§ **Aim**: Please turn every line of the records below into a numbered list, leaving out blank lines and the pictures.

§ **Photo labels with bounding boxes**:
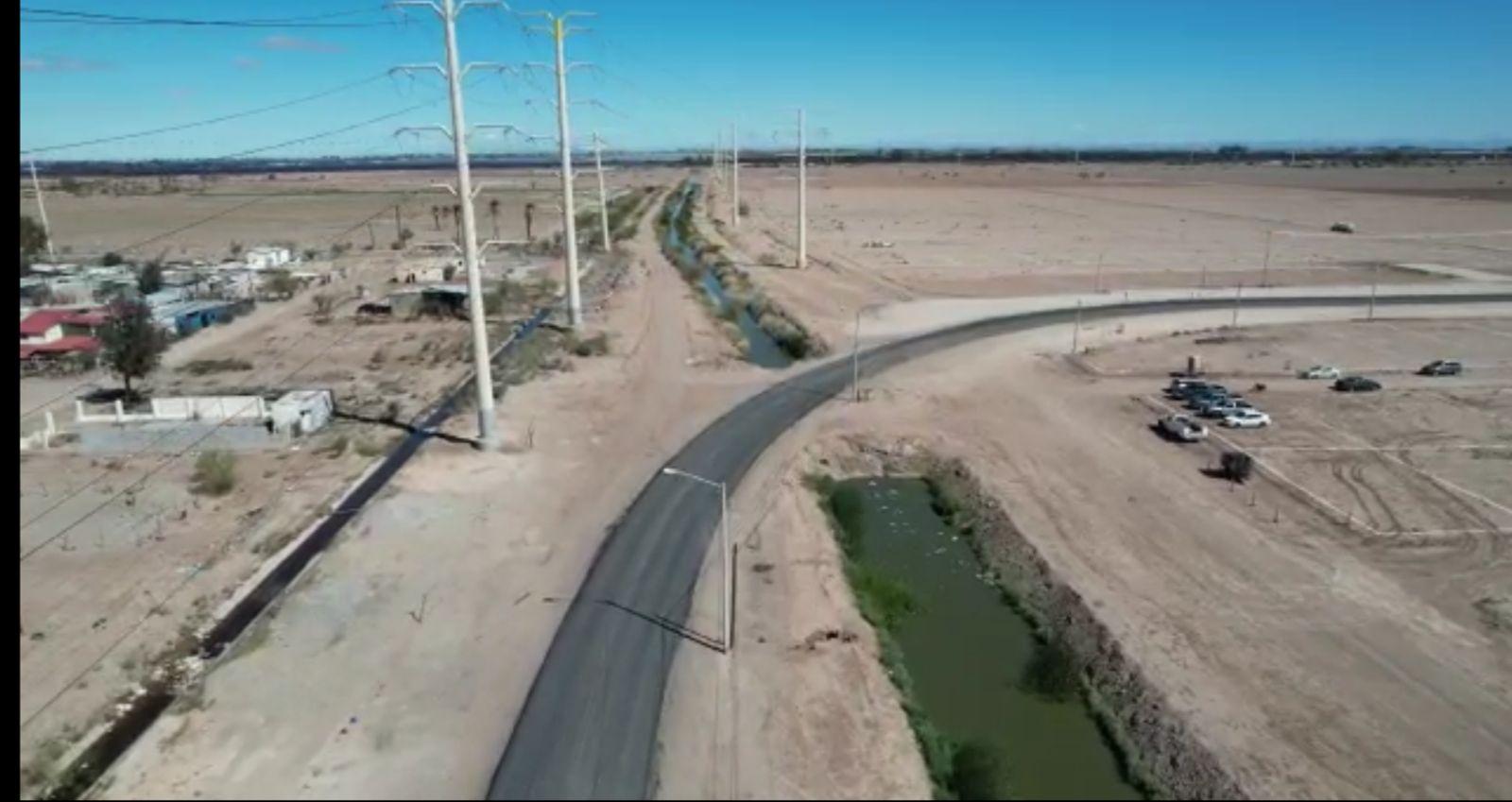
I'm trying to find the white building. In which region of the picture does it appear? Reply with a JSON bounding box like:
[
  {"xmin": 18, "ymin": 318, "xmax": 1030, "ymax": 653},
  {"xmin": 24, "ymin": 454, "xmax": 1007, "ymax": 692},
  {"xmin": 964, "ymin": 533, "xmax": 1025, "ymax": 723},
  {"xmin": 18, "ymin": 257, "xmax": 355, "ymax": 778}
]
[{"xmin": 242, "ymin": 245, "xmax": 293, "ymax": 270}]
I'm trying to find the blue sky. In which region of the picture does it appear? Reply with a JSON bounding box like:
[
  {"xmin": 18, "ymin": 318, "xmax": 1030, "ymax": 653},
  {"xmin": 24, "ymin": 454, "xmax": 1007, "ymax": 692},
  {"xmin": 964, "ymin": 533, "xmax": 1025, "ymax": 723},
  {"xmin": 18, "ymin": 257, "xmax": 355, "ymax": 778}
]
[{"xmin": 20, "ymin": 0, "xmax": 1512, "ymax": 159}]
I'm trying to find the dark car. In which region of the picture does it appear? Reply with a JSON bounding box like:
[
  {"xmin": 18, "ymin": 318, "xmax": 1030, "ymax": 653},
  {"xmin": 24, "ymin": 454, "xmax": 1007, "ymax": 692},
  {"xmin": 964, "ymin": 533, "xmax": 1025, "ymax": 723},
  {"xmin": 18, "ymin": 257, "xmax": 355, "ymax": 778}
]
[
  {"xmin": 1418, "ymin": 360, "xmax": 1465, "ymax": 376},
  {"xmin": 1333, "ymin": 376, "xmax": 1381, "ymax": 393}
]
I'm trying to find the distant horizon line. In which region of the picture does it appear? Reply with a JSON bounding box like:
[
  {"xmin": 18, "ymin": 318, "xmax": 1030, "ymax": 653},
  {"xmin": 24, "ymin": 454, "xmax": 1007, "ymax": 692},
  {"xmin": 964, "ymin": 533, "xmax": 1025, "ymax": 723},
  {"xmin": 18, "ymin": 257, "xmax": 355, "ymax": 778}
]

§ **Solution for this exercise**:
1. I'm trying to find the white building. In which region of the picture does it appear? Reply with a JSON bounding box like:
2. [
3.   {"xmin": 18, "ymin": 318, "xmax": 1030, "ymax": 653},
4.   {"xmin": 24, "ymin": 454, "xmax": 1007, "ymax": 692},
5.   {"xmin": 964, "ymin": 533, "xmax": 1025, "ymax": 723},
6.   {"xmin": 18, "ymin": 257, "xmax": 355, "ymax": 778}
7. ]
8. [{"xmin": 242, "ymin": 245, "xmax": 293, "ymax": 270}]
9. I'm trying to find the blue sky. In which region of the picture does it appear? Reply with a JSON bounding box like:
10. [
11.   {"xmin": 18, "ymin": 318, "xmax": 1030, "ymax": 653},
12.   {"xmin": 24, "ymin": 454, "xmax": 1007, "ymax": 692},
13.   {"xmin": 964, "ymin": 533, "xmax": 1025, "ymax": 723},
14.   {"xmin": 18, "ymin": 257, "xmax": 355, "ymax": 778}
15. ]
16. [{"xmin": 20, "ymin": 0, "xmax": 1512, "ymax": 159}]
17. I'm trying to find the dark car. In which region of the picture does it appear? Reply with a JSON bounding box like:
18. [
19.   {"xmin": 18, "ymin": 318, "xmax": 1030, "ymax": 653},
20.   {"xmin": 24, "ymin": 454, "xmax": 1007, "ymax": 692},
21.   {"xmin": 964, "ymin": 533, "xmax": 1025, "ymax": 723},
22.   {"xmin": 18, "ymin": 257, "xmax": 355, "ymax": 778}
23. ]
24. [
25.   {"xmin": 1418, "ymin": 360, "xmax": 1465, "ymax": 376},
26.   {"xmin": 1333, "ymin": 376, "xmax": 1381, "ymax": 393}
27. ]
28. I'm trying to find the distant horizon line. In which region of the picture does it appear? Reply with a JSON bounding box like:
29. [
30.   {"xmin": 18, "ymin": 318, "xmax": 1030, "ymax": 653},
31.   {"xmin": 24, "ymin": 454, "xmax": 1007, "ymax": 692},
32.   {"xmin": 964, "ymin": 533, "xmax": 1025, "ymax": 723},
33.   {"xmin": 18, "ymin": 257, "xmax": 355, "ymax": 778}
34. ]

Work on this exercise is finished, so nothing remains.